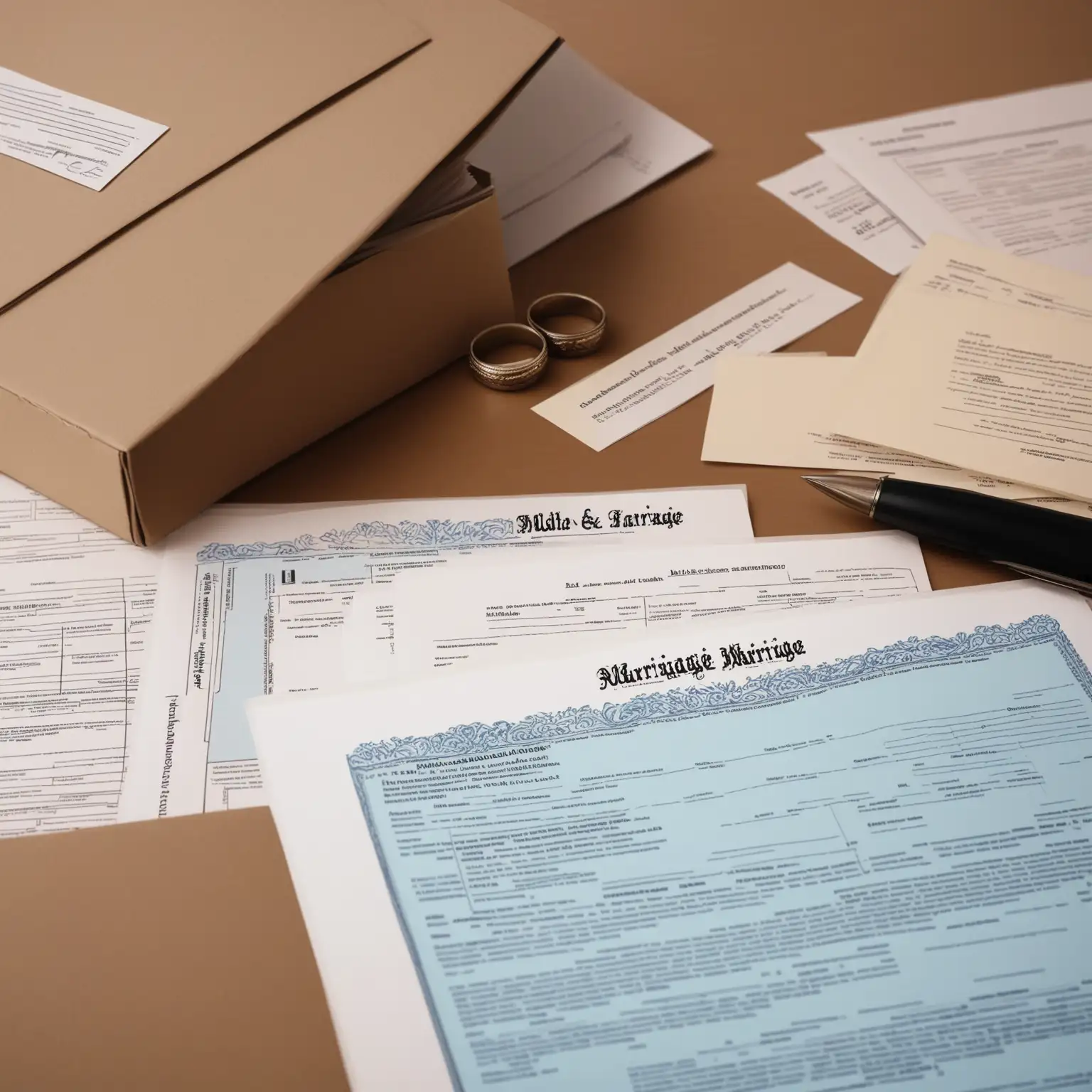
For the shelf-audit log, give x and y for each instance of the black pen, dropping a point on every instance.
(1035, 542)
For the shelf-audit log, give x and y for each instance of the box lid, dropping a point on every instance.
(222, 75)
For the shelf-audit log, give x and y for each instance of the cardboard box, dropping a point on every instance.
(169, 336)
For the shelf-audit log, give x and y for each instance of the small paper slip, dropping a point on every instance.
(835, 202)
(645, 385)
(68, 136)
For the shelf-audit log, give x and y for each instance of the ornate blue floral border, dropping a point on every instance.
(769, 689)
(369, 535)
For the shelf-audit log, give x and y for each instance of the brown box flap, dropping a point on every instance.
(127, 336)
(223, 75)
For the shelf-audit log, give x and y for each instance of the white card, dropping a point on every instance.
(670, 369)
(65, 134)
(835, 202)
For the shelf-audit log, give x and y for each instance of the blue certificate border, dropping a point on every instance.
(774, 688)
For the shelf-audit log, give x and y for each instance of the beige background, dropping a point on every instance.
(171, 956)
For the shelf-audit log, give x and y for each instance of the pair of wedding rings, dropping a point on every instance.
(540, 336)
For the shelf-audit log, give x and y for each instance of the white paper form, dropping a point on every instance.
(75, 604)
(786, 419)
(65, 134)
(577, 599)
(572, 146)
(1012, 173)
(868, 862)
(617, 400)
(837, 205)
(225, 574)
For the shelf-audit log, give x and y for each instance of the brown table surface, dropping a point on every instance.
(171, 955)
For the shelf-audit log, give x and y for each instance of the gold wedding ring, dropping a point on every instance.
(578, 327)
(508, 375)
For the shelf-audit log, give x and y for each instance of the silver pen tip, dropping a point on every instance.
(855, 491)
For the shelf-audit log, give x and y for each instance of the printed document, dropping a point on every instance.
(75, 138)
(1014, 173)
(572, 146)
(994, 390)
(75, 605)
(788, 421)
(821, 850)
(550, 607)
(226, 574)
(617, 400)
(820, 191)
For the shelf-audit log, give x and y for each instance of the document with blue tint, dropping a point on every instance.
(228, 577)
(830, 850)
(552, 607)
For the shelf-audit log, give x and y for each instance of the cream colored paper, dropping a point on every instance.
(837, 205)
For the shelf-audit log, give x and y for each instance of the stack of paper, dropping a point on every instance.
(976, 374)
(1012, 173)
(572, 146)
(715, 845)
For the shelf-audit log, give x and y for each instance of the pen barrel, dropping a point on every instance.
(990, 528)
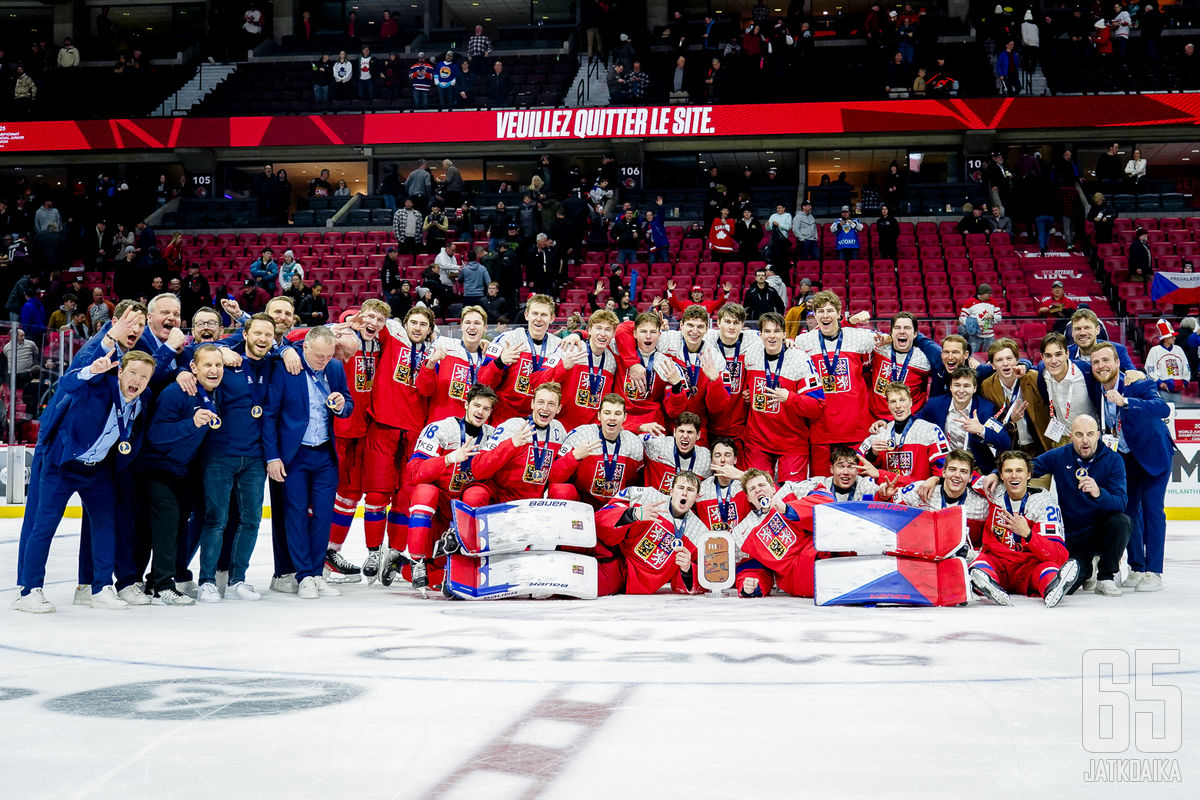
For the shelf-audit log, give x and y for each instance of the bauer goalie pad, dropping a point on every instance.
(888, 529)
(885, 579)
(521, 575)
(523, 525)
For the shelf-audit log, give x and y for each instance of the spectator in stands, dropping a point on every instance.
(498, 85)
(445, 77)
(887, 232)
(1057, 306)
(419, 186)
(24, 92)
(63, 314)
(845, 232)
(435, 229)
(474, 278)
(343, 73)
(321, 186)
(973, 222)
(748, 233)
(1102, 216)
(100, 311)
(401, 300)
(627, 233)
(1141, 260)
(451, 186)
(714, 82)
(897, 77)
(804, 228)
(496, 306)
(1000, 223)
(69, 55)
(252, 298)
(265, 270)
(1008, 71)
(465, 90)
(978, 319)
(1109, 169)
(1135, 169)
(315, 306)
(367, 70)
(479, 46)
(322, 79)
(196, 293)
(389, 30)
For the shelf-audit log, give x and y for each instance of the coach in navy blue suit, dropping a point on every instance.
(1133, 417)
(298, 439)
(967, 420)
(95, 435)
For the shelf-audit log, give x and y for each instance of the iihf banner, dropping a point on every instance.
(1181, 288)
(401, 126)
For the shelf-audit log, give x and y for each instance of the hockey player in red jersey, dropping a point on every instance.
(907, 449)
(839, 355)
(696, 298)
(516, 459)
(1023, 549)
(901, 361)
(598, 461)
(397, 415)
(655, 535)
(351, 435)
(438, 471)
(784, 397)
(453, 366)
(665, 456)
(586, 371)
(640, 373)
(723, 504)
(516, 355)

_ _ _ _

Written problem. Copy out each line exactly, without the pictures.

Task answer.
For the shelf-audit log, give x and y for each instance of the black pen, dropping a point on every instance.
(1035, 542)
For the shelf-audit log, give x and y for each instance of the box lid, dropping a point on every instance.
(222, 75)
For the shelf-audit log, give x and y for each instance of the cardboard box, dropping a point on every instance.
(169, 336)
For the shelf-audit log, give x and y for each instance of the small paper slip, dropping a point on every instance.
(835, 202)
(645, 385)
(68, 136)
For the shelf-audit log, give x and y for each instance of the ornate blue floral border, dropping a point on every instance.
(769, 689)
(369, 535)
For the shelf-audit log, give x and y for each instance of the brown box flap, dropping a point on every instance.
(127, 336)
(223, 75)
For the shelf-audit log, give x and y for each instance of the white card, dropping a point on every instance.
(670, 369)
(65, 134)
(835, 202)
For the shelf-audit log, give x and y for each instance of the blue certificate border, dropping a point on every instance.
(774, 688)
For the shelf-audit log, give x and y for each instance of the beige background, dropping a point on every instance.
(171, 956)
For the shelf-audit log, give x and y for each instance of the pair of wedding rings, dropping a point on every instance.
(540, 336)
For the shelf-audit log, give x and y for each instance of the white paper form, dropping a point on every instance.
(75, 604)
(786, 419)
(65, 134)
(577, 599)
(572, 146)
(1012, 173)
(868, 862)
(617, 400)
(837, 205)
(225, 574)
For the shelf-audit log, give x and y for each instance of the brown table surface, dropping a point on every instance.
(171, 955)
For the shelf-audit log, give x and y for each instance of the gold wedding ring, dropping a point on every instance.
(578, 327)
(508, 375)
For the shelf-audit log, give x and y for each instance of the silver pen tip, dropping a point on every instance.
(855, 491)
For the shelf-audit log, give x and y for each instance of the printed document, dropping a point on every instance.
(75, 138)
(1014, 173)
(572, 146)
(994, 390)
(75, 605)
(788, 421)
(821, 850)
(550, 607)
(226, 574)
(617, 400)
(820, 191)
For the shelf-audit log, give x and y for each instance of the document with blue tint, dropping a point on every instance.
(228, 577)
(830, 850)
(552, 607)
For the shelf-audit log, give x and y for each instance of the cream colored paper, dropping a point on every instance.
(837, 205)
For the shelf-audit log, give x and y for each instance of the stack of paper, dropping a point on every instance.
(976, 374)
(1012, 173)
(572, 146)
(715, 845)
For the shelf-audit log, give x and y for each instance of the pen barrel, dropping a point on every instance.
(990, 528)
For the shelf-audit log, give x and y for each instance of the bauer goalie pad, dropping a point on every instance.
(888, 529)
(885, 579)
(521, 575)
(523, 525)
For the shelf-audit log, give x and y for each instance of the spectator in stands, dropping a point on every instance.
(498, 85)
(445, 77)
(887, 232)
(1057, 306)
(419, 186)
(24, 92)
(63, 314)
(845, 232)
(435, 229)
(474, 278)
(343, 73)
(321, 186)
(973, 222)
(748, 233)
(1102, 216)
(100, 311)
(401, 300)
(627, 233)
(1141, 260)
(451, 186)
(714, 82)
(897, 77)
(804, 228)
(496, 306)
(1000, 223)
(69, 55)
(252, 298)
(265, 270)
(1008, 71)
(465, 90)
(978, 319)
(1109, 169)
(1135, 169)
(315, 306)
(367, 70)
(479, 46)
(322, 79)
(196, 293)
(389, 30)
For the shelf-audit log, give x and y for each instance of the coach in navy blue suit, dropping a point on every instance.
(1133, 417)
(298, 439)
(967, 420)
(95, 435)
For the shelf-audit log, give x and y for each instance of the iihf banner, dropping a point on every instance.
(1181, 288)
(401, 126)
For the shelf-audit log, give x and y for each instance of the hockey player in red jersey, dropping a point on every instance.
(907, 449)
(839, 355)
(696, 298)
(516, 459)
(1023, 549)
(901, 361)
(598, 461)
(397, 415)
(655, 535)
(351, 435)
(438, 471)
(784, 397)
(453, 366)
(665, 456)
(586, 371)
(640, 373)
(723, 504)
(516, 355)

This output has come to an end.